St Cybi's Well is a holy well located in a picturesque vale to the north of Llangybi. The main approach to the well is via a stone causeway running along the eastern edge of the waterlogged field that fronts the site to the south.
The spring sits to the north of the site, enclosed by a small chamber. The waters flow into an adjacent chamber to the south, built of large stone blocks. This building encloses a bathing pool, approximately two metres in width. It is bordered along its edges by a stone walkway, with alcoves in the wall providing space for either offerings, candles or seating.
While the building surrounding the bathing pool is of indeterminate age, the adjacent cottage is dated to the middle of the 18th Century. This may have been used either to house a well-keeper, or possibly as accommodation for visiting pilgrims.
A fast-flowing stream exists the bathing pool to the south, flowing along the edge of the field to another structure, which may have been used as a latrine. The distance between the two is bridged by a second stone causeway.
St Cybi's Well was most likely a sacred site long before the Romans arrived in Britain, but its later history is as a place of Christian healing. Many such wells exist throughout Wales, and they are most usually dedicated to Celtic saints - perhaps hinting at earlier associations. Such sites are generally attributed with curative properties, and St Cybi's Well is no exception. Its waters were said to cure warts, lameness, blindness and rheumatism.
In the 18th Century, a typical treatment involved the consumption of equal quantities of well-water and sea water, morning and evening, for a prescribed period. The patient would then retire to the cottage each night after bathing, to await the results.
This is a highly unusual site, and the location away from the beaten track, along with the scenic setting, make for a tranquil and enjoyable visit. The well is situated in spot that makes it very easy to forget the 21st Century world, and even in its ruinous state, St Cybi's Well still feels like a place of pilgrimage.

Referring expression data
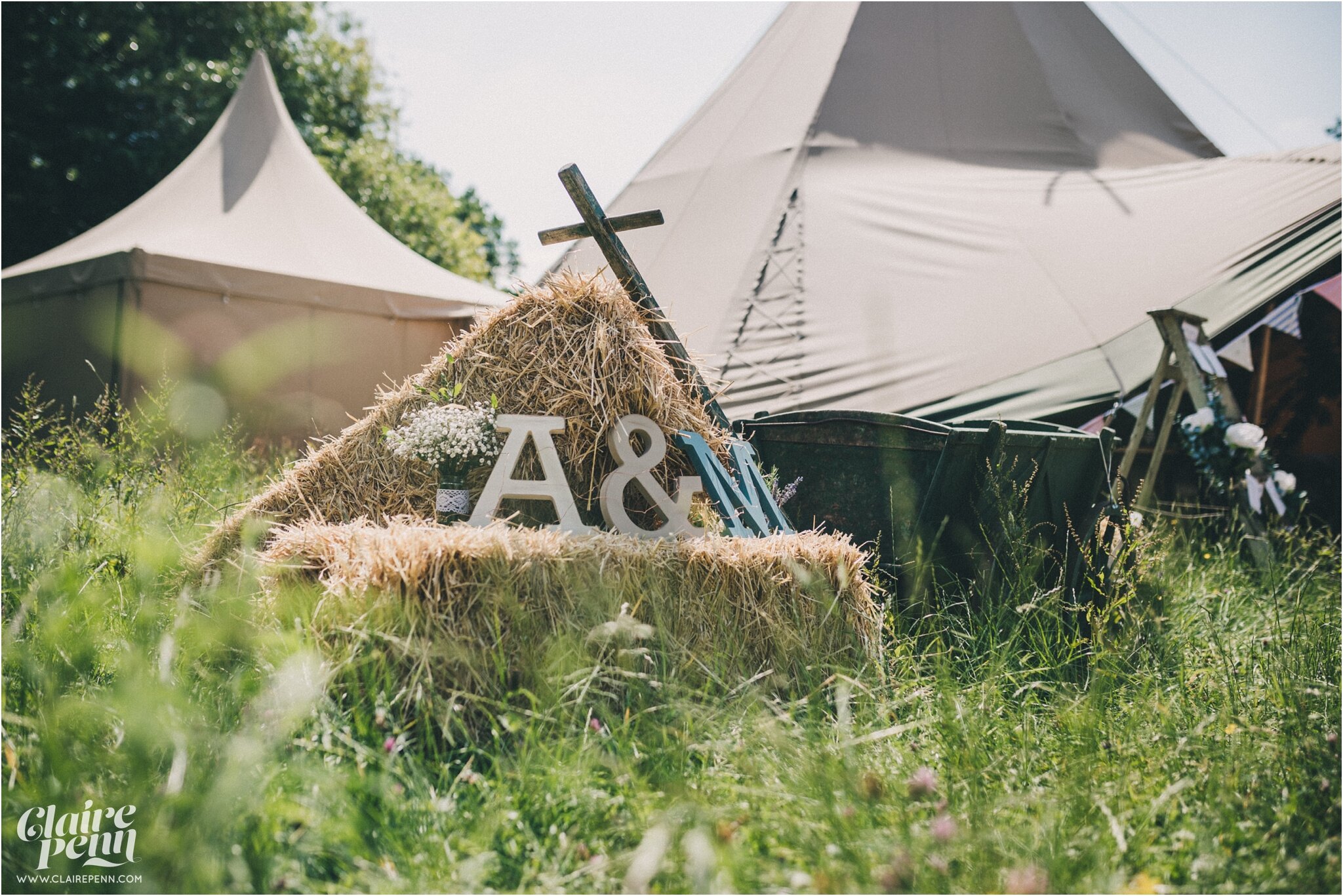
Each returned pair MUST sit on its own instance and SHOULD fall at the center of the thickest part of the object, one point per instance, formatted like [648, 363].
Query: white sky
[504, 94]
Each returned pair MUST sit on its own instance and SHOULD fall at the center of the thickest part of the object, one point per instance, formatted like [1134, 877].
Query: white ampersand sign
[637, 469]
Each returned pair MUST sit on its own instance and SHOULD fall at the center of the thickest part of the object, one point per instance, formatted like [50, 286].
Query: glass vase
[453, 501]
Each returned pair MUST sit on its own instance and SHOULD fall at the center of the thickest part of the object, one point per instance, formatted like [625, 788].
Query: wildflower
[624, 629]
[1199, 419]
[872, 786]
[782, 495]
[899, 875]
[1245, 436]
[1032, 879]
[923, 782]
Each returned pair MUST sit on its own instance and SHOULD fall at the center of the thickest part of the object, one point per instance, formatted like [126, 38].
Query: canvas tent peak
[249, 208]
[958, 211]
[247, 276]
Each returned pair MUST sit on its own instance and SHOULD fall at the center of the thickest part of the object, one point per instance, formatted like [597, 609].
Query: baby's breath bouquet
[454, 438]
[1229, 453]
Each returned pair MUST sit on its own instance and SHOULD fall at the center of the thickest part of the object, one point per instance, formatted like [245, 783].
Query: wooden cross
[602, 230]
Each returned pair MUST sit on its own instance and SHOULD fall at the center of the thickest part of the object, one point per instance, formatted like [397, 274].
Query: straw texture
[574, 347]
[458, 604]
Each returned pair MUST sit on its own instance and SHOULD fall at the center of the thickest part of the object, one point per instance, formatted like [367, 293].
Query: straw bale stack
[458, 604]
[479, 612]
[574, 347]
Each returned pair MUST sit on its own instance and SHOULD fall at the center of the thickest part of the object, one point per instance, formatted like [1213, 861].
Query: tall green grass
[1184, 737]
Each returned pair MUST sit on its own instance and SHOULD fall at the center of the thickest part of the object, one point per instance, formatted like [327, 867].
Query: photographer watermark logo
[101, 837]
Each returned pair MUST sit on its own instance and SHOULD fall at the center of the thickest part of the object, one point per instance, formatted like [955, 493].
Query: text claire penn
[102, 837]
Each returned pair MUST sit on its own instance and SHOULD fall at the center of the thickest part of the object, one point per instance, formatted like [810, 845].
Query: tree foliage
[101, 101]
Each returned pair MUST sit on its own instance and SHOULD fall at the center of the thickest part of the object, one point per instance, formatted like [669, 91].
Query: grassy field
[1189, 743]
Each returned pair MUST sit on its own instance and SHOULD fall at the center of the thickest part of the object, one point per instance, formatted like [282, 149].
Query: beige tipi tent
[246, 272]
[957, 210]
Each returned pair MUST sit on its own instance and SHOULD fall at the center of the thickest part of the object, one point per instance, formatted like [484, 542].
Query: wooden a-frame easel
[1190, 360]
[1188, 357]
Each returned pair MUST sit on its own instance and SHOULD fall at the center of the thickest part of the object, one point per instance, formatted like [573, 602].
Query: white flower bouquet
[454, 438]
[1228, 452]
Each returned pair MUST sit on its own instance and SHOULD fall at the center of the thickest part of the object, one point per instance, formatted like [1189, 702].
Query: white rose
[1199, 419]
[1245, 436]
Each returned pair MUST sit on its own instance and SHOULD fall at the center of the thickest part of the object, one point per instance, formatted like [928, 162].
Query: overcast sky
[502, 94]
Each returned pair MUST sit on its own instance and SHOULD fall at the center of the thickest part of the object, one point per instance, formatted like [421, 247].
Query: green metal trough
[912, 486]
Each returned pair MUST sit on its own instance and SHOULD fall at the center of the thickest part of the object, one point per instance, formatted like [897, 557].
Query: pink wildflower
[923, 782]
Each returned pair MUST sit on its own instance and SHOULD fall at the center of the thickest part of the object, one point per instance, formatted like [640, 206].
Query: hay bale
[575, 347]
[479, 612]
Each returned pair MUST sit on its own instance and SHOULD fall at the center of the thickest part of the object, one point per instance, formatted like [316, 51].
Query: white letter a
[553, 488]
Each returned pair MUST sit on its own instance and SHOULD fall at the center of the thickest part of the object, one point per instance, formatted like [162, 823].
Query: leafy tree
[101, 101]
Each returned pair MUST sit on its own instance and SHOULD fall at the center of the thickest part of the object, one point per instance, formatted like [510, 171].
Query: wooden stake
[1262, 375]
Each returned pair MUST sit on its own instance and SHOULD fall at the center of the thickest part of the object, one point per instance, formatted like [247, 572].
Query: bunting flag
[1239, 352]
[1330, 290]
[1287, 317]
[1202, 352]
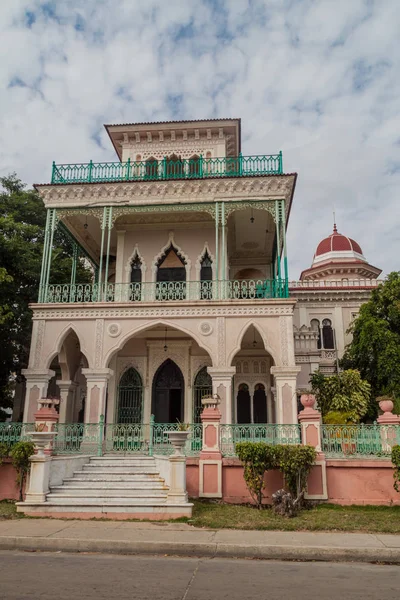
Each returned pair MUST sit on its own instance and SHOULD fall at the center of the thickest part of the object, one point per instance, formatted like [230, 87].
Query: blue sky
[317, 79]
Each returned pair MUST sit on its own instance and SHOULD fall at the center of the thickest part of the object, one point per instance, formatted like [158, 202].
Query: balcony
[155, 170]
[165, 291]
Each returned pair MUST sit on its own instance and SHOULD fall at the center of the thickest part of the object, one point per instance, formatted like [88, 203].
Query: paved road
[45, 576]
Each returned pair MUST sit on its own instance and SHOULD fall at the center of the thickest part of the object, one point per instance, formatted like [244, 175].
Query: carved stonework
[221, 341]
[284, 340]
[155, 193]
[98, 352]
[157, 311]
[176, 351]
[137, 362]
[39, 343]
[114, 329]
[205, 328]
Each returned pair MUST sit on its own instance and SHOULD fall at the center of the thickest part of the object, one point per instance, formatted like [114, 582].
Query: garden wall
[348, 481]
[9, 490]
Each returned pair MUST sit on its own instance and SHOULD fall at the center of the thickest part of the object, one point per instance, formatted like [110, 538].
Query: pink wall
[8, 488]
[348, 482]
[361, 482]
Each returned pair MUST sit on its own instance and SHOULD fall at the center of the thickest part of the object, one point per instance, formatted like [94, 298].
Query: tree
[375, 346]
[22, 224]
[343, 398]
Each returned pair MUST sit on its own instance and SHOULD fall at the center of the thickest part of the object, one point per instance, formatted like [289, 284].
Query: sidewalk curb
[207, 550]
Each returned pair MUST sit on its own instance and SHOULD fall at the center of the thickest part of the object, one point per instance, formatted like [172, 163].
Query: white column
[223, 377]
[37, 382]
[97, 380]
[65, 387]
[286, 397]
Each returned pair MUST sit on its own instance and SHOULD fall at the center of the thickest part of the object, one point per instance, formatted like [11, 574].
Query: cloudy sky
[317, 79]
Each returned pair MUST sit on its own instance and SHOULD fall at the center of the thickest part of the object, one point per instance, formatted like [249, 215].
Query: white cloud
[318, 79]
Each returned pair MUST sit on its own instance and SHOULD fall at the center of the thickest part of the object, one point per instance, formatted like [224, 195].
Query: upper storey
[212, 138]
[172, 150]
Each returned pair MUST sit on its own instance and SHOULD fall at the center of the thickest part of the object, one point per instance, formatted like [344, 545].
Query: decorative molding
[158, 193]
[284, 340]
[124, 363]
[205, 328]
[164, 311]
[114, 329]
[143, 268]
[221, 350]
[37, 345]
[171, 242]
[98, 352]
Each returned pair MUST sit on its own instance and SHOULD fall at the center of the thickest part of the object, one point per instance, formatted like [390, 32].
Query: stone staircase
[112, 486]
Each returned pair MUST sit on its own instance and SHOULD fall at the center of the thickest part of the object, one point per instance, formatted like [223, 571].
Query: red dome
[337, 242]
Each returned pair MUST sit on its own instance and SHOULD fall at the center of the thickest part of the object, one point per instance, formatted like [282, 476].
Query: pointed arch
[181, 254]
[164, 323]
[128, 264]
[130, 397]
[241, 335]
[167, 401]
[68, 329]
[202, 386]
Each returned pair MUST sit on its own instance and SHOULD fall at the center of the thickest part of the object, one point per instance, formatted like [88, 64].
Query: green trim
[239, 166]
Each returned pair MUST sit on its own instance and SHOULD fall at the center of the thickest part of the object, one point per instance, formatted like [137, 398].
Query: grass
[8, 510]
[324, 517]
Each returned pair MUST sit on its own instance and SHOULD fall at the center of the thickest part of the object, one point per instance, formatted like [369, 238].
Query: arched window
[327, 334]
[206, 277]
[171, 276]
[174, 167]
[151, 168]
[243, 411]
[260, 404]
[202, 387]
[136, 279]
[194, 166]
[315, 327]
[130, 397]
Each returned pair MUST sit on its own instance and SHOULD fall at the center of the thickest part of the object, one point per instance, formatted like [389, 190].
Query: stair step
[96, 493]
[95, 501]
[105, 484]
[79, 476]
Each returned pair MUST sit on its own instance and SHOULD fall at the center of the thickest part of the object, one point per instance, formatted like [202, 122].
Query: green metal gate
[202, 387]
[130, 398]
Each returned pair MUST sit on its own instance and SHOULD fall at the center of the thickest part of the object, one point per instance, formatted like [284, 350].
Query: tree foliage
[375, 346]
[257, 458]
[343, 398]
[22, 225]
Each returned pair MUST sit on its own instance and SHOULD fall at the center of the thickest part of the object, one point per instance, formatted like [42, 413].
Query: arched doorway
[171, 276]
[130, 397]
[202, 387]
[168, 391]
[260, 404]
[243, 409]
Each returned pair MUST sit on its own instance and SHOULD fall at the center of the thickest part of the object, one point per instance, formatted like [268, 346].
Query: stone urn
[178, 440]
[42, 439]
[307, 400]
[386, 405]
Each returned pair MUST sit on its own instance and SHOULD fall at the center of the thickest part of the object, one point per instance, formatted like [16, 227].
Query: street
[45, 576]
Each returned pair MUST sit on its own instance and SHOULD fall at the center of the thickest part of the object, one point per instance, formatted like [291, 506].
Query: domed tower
[339, 258]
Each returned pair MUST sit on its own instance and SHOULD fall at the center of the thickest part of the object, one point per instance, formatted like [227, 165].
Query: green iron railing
[79, 438]
[11, 433]
[165, 291]
[230, 435]
[354, 441]
[151, 170]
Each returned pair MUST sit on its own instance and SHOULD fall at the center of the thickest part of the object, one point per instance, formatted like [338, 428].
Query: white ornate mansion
[186, 240]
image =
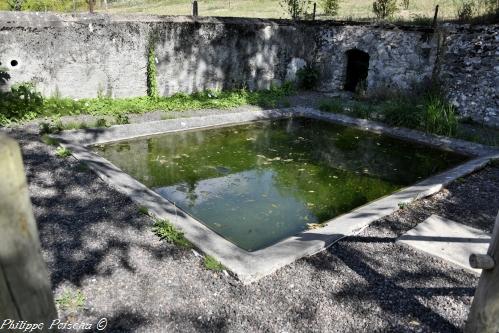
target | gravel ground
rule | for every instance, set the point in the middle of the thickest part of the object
(94, 240)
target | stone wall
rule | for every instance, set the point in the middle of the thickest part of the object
(86, 56)
(470, 70)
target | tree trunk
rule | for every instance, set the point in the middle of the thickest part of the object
(25, 292)
(484, 314)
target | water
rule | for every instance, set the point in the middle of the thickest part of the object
(258, 183)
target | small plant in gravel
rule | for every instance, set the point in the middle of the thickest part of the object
(403, 205)
(48, 140)
(143, 210)
(62, 152)
(82, 167)
(166, 231)
(213, 264)
(71, 301)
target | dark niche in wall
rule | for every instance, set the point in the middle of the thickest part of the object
(357, 68)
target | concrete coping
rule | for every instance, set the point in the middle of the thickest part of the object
(251, 266)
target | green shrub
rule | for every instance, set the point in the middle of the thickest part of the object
(308, 77)
(51, 127)
(152, 83)
(101, 122)
(22, 102)
(466, 10)
(384, 9)
(166, 231)
(122, 119)
(295, 8)
(330, 7)
(213, 264)
(58, 107)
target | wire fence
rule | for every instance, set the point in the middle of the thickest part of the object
(408, 10)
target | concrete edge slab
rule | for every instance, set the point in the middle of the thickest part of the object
(459, 241)
(251, 266)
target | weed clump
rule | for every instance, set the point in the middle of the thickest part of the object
(213, 264)
(166, 231)
(71, 301)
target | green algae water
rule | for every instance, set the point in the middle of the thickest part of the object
(258, 183)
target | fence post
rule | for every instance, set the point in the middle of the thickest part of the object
(484, 313)
(434, 25)
(25, 292)
(195, 8)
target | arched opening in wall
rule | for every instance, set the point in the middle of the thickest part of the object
(357, 69)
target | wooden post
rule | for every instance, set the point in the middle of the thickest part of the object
(195, 8)
(25, 292)
(434, 25)
(484, 313)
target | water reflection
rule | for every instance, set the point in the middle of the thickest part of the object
(259, 183)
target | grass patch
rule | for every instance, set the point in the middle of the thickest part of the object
(62, 152)
(71, 301)
(21, 109)
(424, 108)
(213, 264)
(166, 231)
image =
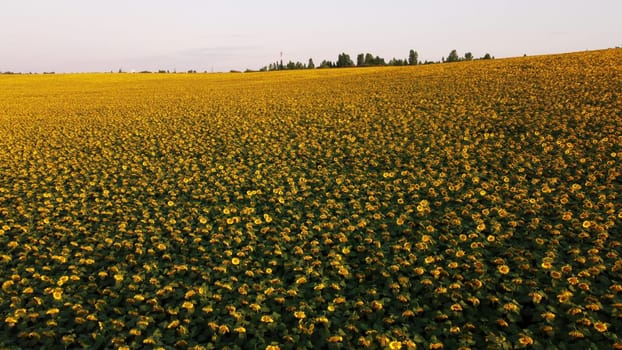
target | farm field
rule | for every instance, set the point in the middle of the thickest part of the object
(464, 205)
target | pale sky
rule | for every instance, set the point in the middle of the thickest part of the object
(99, 36)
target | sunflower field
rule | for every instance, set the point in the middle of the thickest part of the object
(448, 206)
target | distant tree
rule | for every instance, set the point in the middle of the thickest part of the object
(326, 64)
(398, 62)
(413, 57)
(360, 60)
(344, 60)
(453, 56)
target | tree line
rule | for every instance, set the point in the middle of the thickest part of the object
(369, 60)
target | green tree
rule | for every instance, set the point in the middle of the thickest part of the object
(453, 56)
(360, 60)
(344, 60)
(413, 58)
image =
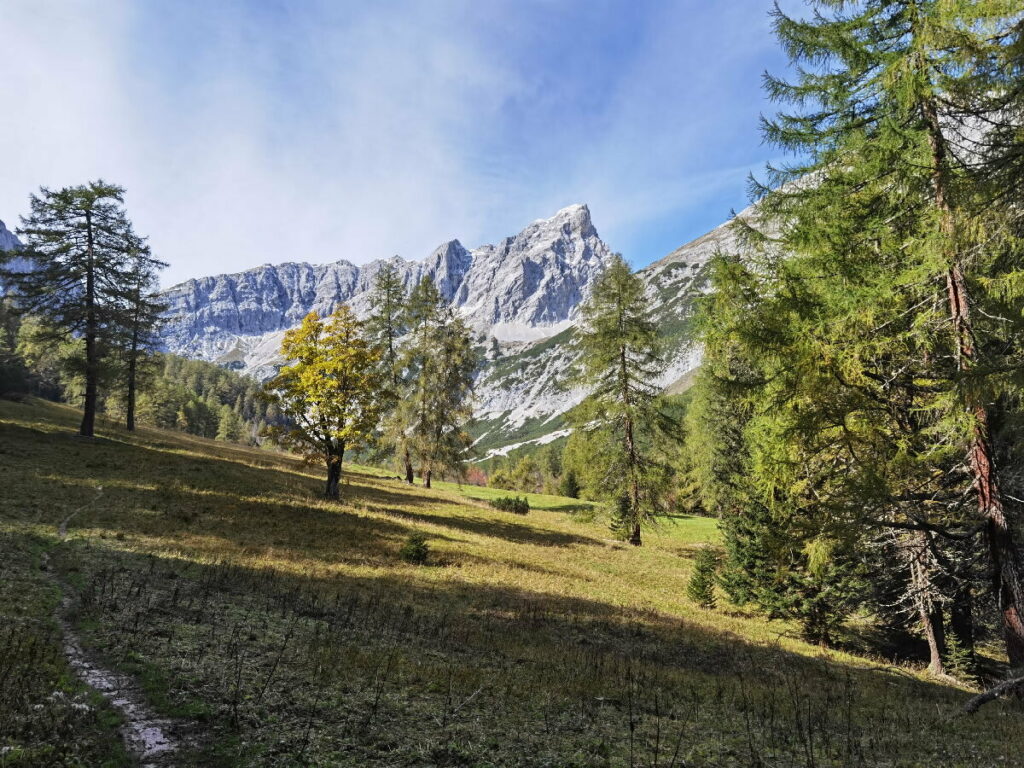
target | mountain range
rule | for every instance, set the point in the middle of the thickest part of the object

**EXERCISE INSTRUCTIONS:** Rewrite the passage on St Cybi's Well starting with "In the 18th" and going on through "place of pilgrimage.", swapping "tranquil" for "peaceful".

**WRITTEN RESPONSE:**
In the 18th Century, a typical treatment involved the consumption of equal quantities of well-water and sea water, morning and evening, for a prescribed period. The patient would then retire to the cottage each night after bathing, to await the results.
This is a highly unusual site, and the location away from the beaten track, along with the scenic setting, make for a peaceful and enjoyable visit. The well is situated in spot that makes it very easy to forget the 21st Century world, and even in its ruinous state, St Cybi's Well still feels like a place of pilgrimage.